▶ PERINTAH LATIHAN
Salin tanpa perubahan baris-baris catatan di bawah, mulai dari awal catatan sampai dengan baris yang memuat "column 313, row 141". Gambar tidak perlu disertakan dalam jawaban.

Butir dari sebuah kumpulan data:
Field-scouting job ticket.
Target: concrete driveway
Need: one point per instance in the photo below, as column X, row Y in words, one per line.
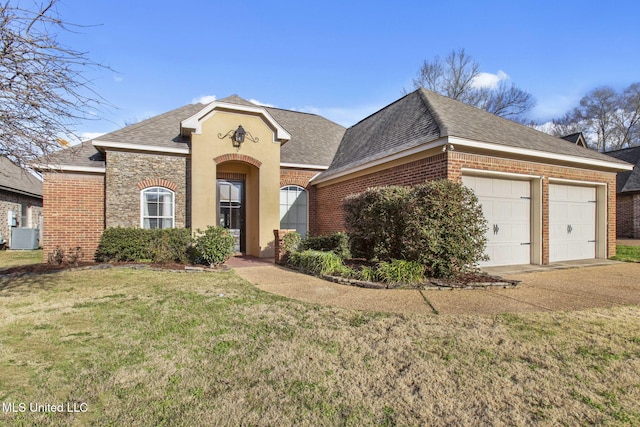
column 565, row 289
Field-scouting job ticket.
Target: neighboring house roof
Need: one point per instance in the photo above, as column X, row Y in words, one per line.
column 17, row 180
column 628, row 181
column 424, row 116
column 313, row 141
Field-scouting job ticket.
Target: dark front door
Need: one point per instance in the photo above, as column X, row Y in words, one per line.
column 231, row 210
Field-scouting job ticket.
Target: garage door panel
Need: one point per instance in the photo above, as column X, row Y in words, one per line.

▶ HASIL LATIHAN
Field-scouting job ticket.
Target: concrete driveway
Need: one point per instance in the photo below, as column X, row Y in words, one per line.
column 565, row 289
Field-scouting job ticket.
Target: neighboring house roof
Need: one point per instance in the photo above, as column X, row Y in words, one per line.
column 17, row 180
column 628, row 181
column 424, row 116
column 313, row 141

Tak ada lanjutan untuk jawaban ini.